_TASKS TO COMPLETE:_
- a) According to the article on the Bank of Canada's rate decision, how many consecutive rate hikes has the Bank made, and over what period?
- b) Continue the article on the Bank of Canada's rate decision from the point where it stops.

_PAGE TEXT:_

Bank of Canada holds rates steady but more needs to be done for working people

October 25, 2023

Bruske: Workers are at breaking point amidst affordability crisis

OTTAWA–Canada’s unions welcome today’s Bank of Canada decision to hold interest rates steady but warned that although inflation might be slowing down, the affordability crisis is not.

“Workers and their families are left waiting for the other shoe to drop every time the Bank of Canada makes a rate announcement,” said Bea Bruske, President of the Canadian Labour Congress. “With families facing increased housing costs and struggling to afford basic necessities, Canada’s unions have a clear message for Governor Macklem: Support workers and put them and their families at the centre of monetary decisions to ease their constant fear of more rate hikes.’’

The Bank’s ten consecutive and aggressive rate hikes in less than two years are still weighing heavily on workers and businesses.

The combination of high inflation and rising interest rates have broad economic implications. High inflation erodes the purchasing power of workers, leading to reduced spending. Meanwhile, monthly mortgage costs continue to rise, and spending power further diminishes, leaving workers with tough choices to make.

The Bank’s recent business outlook survey showed more and more businesses plan to reduce their investments, in part due to high-interest rates. Failing investments from businesses across the country will result in weaker demand for labour, which is what the Bank of Canada is targeting.

_DATASET EXCERPTS:_
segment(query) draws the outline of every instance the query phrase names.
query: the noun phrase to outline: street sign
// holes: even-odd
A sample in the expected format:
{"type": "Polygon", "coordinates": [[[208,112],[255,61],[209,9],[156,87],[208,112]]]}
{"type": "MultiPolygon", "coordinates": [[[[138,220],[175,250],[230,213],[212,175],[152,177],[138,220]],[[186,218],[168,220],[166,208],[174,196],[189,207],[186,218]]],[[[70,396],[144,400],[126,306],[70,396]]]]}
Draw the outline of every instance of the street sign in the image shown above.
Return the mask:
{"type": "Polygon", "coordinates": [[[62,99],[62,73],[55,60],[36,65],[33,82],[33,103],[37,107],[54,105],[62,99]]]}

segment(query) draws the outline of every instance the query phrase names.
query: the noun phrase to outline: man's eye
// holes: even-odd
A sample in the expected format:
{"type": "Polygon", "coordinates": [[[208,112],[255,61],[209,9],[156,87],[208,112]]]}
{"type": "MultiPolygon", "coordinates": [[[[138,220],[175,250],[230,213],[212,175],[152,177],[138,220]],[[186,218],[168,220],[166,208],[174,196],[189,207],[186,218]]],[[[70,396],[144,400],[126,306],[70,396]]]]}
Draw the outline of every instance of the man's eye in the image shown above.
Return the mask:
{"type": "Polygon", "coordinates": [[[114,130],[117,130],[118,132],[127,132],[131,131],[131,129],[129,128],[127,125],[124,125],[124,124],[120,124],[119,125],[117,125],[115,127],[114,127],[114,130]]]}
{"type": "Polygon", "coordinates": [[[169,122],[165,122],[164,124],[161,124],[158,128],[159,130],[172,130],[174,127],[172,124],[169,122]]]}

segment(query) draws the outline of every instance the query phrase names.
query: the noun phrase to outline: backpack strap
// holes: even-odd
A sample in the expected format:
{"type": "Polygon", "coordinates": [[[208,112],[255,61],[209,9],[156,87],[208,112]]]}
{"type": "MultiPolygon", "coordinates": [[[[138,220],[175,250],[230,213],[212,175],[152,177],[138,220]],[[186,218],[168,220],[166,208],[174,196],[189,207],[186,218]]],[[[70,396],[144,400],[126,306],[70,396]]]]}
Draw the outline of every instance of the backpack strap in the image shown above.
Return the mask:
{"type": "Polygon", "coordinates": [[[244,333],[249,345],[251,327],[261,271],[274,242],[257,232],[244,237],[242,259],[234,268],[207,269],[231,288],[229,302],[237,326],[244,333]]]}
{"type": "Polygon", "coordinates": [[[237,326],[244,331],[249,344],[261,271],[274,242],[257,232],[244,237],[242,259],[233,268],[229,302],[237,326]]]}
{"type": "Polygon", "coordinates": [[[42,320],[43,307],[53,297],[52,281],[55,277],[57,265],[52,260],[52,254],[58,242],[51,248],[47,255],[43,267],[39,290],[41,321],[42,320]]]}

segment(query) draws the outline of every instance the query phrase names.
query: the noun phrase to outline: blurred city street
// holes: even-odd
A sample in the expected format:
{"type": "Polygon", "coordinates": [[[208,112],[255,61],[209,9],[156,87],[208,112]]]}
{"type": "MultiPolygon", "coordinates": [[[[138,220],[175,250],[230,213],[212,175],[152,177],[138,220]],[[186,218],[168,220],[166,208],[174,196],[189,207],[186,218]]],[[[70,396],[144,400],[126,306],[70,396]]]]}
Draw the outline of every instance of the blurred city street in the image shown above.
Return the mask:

_ANSWERS TO THE EXERCISE:_
- a) Ten consecutive rate hikes in less than two years.

- b)
“The central bank’s actions since March 2022 have not only affected workers, but they have also been a significant driver of inflation,” commented Bruske. “The high-interest rates put forward by the Bank have led to increased borrowing costs for businesses. It’s workers and their families who bear the brunt of higher prices for goods and services, adding more pressure to Canadians who are struggling to make ends meet.’’

Bruske welcomed the Bank’s overdue acknowledgment of the role being played by corporate pricing practices in inflation. Corporations have been passing along higher costs and more leading to record high profits in a wide variety of sectors.

Bruske added that worker compensation is below where it was in 2019, while corporate profits are up almost 30%. Although the government doesn’t set interest rates, they do have a responsibility to help struggling workers and their families instead of prioritizing supersized corporate profits.

“We hear from workers across Canada that they are unable to pay housing costs or put food on the table. But high-interest rates aren’t the only problem these families are faced with. We must hold the government accountable and make sure it does more to support those struggling the most,” said Bruske. “Canadians are at breaking point. Canada’s unions are calling on all parties to work collaboratively to alleviate some of the pressure facing families. We will be looking for urgent action on affordable housing and publicly funded and publicly delivered pharmacare.”